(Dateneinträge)
───

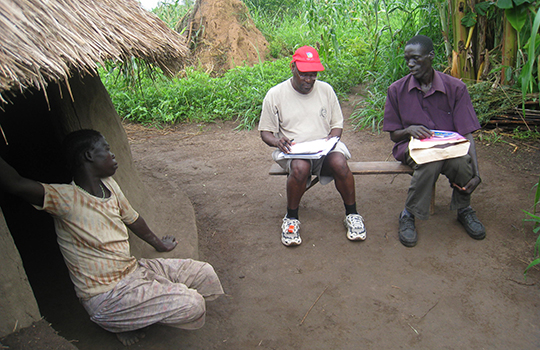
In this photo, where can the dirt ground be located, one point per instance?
(448, 292)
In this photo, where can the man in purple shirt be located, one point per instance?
(423, 101)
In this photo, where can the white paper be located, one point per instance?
(310, 149)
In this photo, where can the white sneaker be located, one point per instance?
(289, 232)
(355, 227)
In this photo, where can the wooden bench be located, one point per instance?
(366, 168)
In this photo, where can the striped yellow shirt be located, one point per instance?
(92, 235)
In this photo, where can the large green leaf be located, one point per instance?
(531, 57)
(517, 17)
(521, 2)
(505, 4)
(469, 19)
(482, 7)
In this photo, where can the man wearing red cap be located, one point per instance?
(305, 109)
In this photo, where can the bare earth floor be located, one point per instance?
(448, 292)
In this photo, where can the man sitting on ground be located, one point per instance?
(305, 109)
(121, 294)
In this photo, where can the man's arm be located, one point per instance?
(11, 182)
(141, 229)
(416, 131)
(335, 133)
(284, 144)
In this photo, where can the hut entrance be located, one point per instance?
(33, 149)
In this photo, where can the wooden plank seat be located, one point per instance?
(366, 168)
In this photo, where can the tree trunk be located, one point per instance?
(509, 51)
(461, 66)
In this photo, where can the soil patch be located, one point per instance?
(225, 36)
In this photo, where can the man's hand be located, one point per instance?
(284, 144)
(419, 132)
(469, 186)
(169, 243)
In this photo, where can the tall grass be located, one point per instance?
(358, 41)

───

Die Aufgabe:
Aktualisiere die Datensätze oben, indem du "white sneaker" durch "white shoe" ersetzt, und gib alle Zeilen sonst unverändert wieder. Lass die Bilder dabei weg.

Richtige Antwort:
In this photo, where can the dirt ground be located, one point per instance?
(448, 292)
In this photo, where can the man in purple shirt be located, one point per instance?
(423, 101)
In this photo, where can the white paper be located, one point per instance?
(310, 149)
In this photo, where can the white shoe be located, one point per instance?
(289, 232)
(355, 227)
In this photo, where can the wooden bench be located, one point per instance?
(366, 168)
In this photo, where can the striped yellow shirt be located, one point per instance?
(92, 235)
In this photo, where can the large green leaf be located, one point per instance?
(531, 57)
(517, 17)
(521, 2)
(505, 4)
(469, 19)
(482, 7)
In this photo, where can the man wearing red cap be located, one point per instance?
(305, 109)
In this photo, where can the bare earth floor be located, one point per instance?
(448, 292)
In this photo, where can the man sitting on ground be located, one point per instance?
(305, 109)
(121, 294)
In this photo, where can the man's arm be located, one point per instance?
(11, 182)
(141, 229)
(416, 131)
(335, 133)
(284, 144)
In this photo, where can the hut entrance be located, one point per instance?
(33, 149)
In this photo, where can the wooden plank seat be located, one point per instance?
(366, 168)
In this photo, where can the tree trunk be located, one point per instance?
(509, 51)
(461, 66)
In this photo, where can the soil patch be located, one point per instance?
(225, 36)
In this photo, where can the man's hand be located, one point per instance?
(284, 144)
(419, 132)
(469, 186)
(169, 243)
In this photo, where can the tall grass be located, one point per instance?
(358, 41)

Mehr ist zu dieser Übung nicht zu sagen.